- Given exercise:
Rewrite the listing with every "hallway" changed to "corridor", leaving everything else as it is.

Records:
=-=-=
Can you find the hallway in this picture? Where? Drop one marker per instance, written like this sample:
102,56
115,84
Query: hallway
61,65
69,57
=-=-=
- Response to the exercise:
Can you find the corridor in this picture? Where? Drop one marker per instance, written like this sample:
102,56
115,84
Query: corridor
61,65
69,57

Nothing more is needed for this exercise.